Source passage —
§
According to a discourse given by Arvind, a philosophy teacher based in Mysore, the first verse comes from a text called the Yoga Taravali, which is commonly attributed to Adi Shankaracharya.

In a commentary by R.S. Bhattaracharya I found online, he says that it is unclear if this text was really composed by Adi Shankaracharya or one of his successors (The commentary is in Hindi with the verses in Sanskrit but the preface is in English and very brief).

You can read a detailed commentary in English on the significance of this first verse in yogamag.net, a publication of the Bihar School of Yoga.

The second verse is actually the second verse of the Patanjali Prayer, an invocation/oblation to the sage Patanjali. It is commonly chanted at the beginning of Iyengar yoga classes.

If you are interested in learning the full Patanjali prayer (is only two verses) you can watch this video recorded by Lakshya.

For more information about the opening ashtanga yoga chant, you can visit this article by mysoreyogacapetown. It includes a translation word by word based on the discourse given by Arvind.

You can also visit this article by practicingashtanga.com with a different translation and interpretation.


Closing Chant — Mangala Mantra



ॐ 
स्वस्तिप्रजाभ्यः परिपालयन्तां न्यायेन मार्गेण महीं महीशाः ।
गोब्राहमणेभ्यः शुभमस्तु नित्यं लोकाः समस्ताः सुखिनो भवन्तु ॥


शान्तिः शान्तिः शान्तिः ॥


oṁ svasti prajābhyaḥ paripālayantāṁ
nyāyena mārgeṇa mahīm mahīśāḥ
go brāhmaṇebhyaḥ śubhamastu nityam
lokāḥ samasthāḥ sukhino bhavantu

oṁ
śāntiḥ śāntiḥ śāntiḥ


May there be well being to the people;
May the kings rule the earth along the right path;
May the cattle and the Brahmins have well-being forever;
May all the beings in all the worlds become happy[3].

Om peace, peace, peace


[3]Translation by Amritapuri.org


The closing chant is called Mangala Mantra and according to YogaPedia and Elephant Journal, the mantra comes from the Rig Veda, the oldest known Vedic Sanskrit text.
§
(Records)
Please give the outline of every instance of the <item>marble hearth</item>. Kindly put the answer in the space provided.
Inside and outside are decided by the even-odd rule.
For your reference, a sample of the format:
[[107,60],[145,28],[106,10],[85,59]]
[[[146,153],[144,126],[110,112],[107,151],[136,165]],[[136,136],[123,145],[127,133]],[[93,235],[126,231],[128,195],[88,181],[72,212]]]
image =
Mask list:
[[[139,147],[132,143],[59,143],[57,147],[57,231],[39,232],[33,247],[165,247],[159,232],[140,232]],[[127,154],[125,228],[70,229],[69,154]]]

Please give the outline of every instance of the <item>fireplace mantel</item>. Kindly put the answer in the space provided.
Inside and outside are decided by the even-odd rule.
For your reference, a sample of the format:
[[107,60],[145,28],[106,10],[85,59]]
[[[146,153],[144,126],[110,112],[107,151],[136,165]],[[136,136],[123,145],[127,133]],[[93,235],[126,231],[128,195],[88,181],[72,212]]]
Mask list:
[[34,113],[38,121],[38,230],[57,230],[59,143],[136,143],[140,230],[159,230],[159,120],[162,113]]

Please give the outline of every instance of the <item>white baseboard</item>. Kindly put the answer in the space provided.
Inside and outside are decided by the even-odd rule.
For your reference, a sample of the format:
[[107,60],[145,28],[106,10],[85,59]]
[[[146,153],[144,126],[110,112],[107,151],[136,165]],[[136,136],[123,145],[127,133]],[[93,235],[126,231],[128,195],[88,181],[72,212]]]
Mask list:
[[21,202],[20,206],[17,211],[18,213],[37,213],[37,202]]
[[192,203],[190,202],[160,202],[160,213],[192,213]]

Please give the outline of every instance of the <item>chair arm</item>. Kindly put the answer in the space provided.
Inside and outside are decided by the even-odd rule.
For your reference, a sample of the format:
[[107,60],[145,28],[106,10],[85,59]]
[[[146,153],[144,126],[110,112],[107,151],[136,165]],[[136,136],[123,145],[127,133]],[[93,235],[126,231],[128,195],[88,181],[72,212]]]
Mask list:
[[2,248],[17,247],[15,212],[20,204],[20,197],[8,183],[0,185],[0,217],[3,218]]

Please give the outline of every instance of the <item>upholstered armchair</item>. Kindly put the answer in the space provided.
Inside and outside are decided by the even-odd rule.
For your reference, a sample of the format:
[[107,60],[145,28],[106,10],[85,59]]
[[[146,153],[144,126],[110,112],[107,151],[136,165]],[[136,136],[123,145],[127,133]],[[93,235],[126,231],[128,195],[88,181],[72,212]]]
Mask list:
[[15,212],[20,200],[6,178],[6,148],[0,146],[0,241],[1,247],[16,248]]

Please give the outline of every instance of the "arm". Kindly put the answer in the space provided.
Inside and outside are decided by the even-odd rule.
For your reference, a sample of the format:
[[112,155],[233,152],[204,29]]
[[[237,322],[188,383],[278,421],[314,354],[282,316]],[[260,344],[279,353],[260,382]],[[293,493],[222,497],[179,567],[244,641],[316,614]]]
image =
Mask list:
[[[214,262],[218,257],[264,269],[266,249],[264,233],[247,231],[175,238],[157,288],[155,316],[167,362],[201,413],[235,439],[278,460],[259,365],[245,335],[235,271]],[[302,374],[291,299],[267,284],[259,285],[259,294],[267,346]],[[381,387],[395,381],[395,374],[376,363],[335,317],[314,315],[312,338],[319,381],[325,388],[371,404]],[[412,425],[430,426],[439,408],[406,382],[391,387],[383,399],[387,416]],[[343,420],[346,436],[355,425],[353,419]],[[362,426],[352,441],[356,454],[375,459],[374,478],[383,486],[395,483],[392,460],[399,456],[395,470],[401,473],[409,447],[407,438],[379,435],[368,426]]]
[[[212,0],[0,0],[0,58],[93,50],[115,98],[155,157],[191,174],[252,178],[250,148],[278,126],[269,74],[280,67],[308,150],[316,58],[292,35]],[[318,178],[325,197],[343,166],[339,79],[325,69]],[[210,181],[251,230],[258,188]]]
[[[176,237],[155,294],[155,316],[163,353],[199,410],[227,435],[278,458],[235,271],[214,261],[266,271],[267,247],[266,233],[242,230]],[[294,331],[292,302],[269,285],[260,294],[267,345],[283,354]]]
§
Task requirements —
A – Reproduce the chant passage word for word, starting at "You can read" and ending at "recorded by Lakshya.".
B – Pull out every line in the records that includes the string "instance".

The replies —
A –
You can read a detailed commentary in English on the significance of this first verse in yogamag.net, a publication of the Bihar School of Yoga.

The second verse is actually the second verse of the Patanjali Prayer, an invocation/oblation to the sage Patanjali. It is commonly chanted at the beginning of Iyengar yoga classes.

If you are interested in learning the full Patanjali prayer (is only two verses) you can watch this video recorded by Lakshya.

B –
Please give the outline of every instance of the <item>marble hearth</item>. Kindly put the answer in the space provided.
Please give the outline of every instance of the <item>fireplace mantel</item>. Kindly put the answer in the space provided.
Please give the outline of every instance of the <item>white baseboard</item>. Kindly put the answer in the space provided.
Please give the outline of every instance of the <item>chair arm</item>. Kindly put the answer in the space provided.
Please give the outline of every instance of the <item>upholstered armchair</item>. Kindly put the answer in the space provided.
Please give the outline of every instance of the "arm". Kindly put the answer in the space provided.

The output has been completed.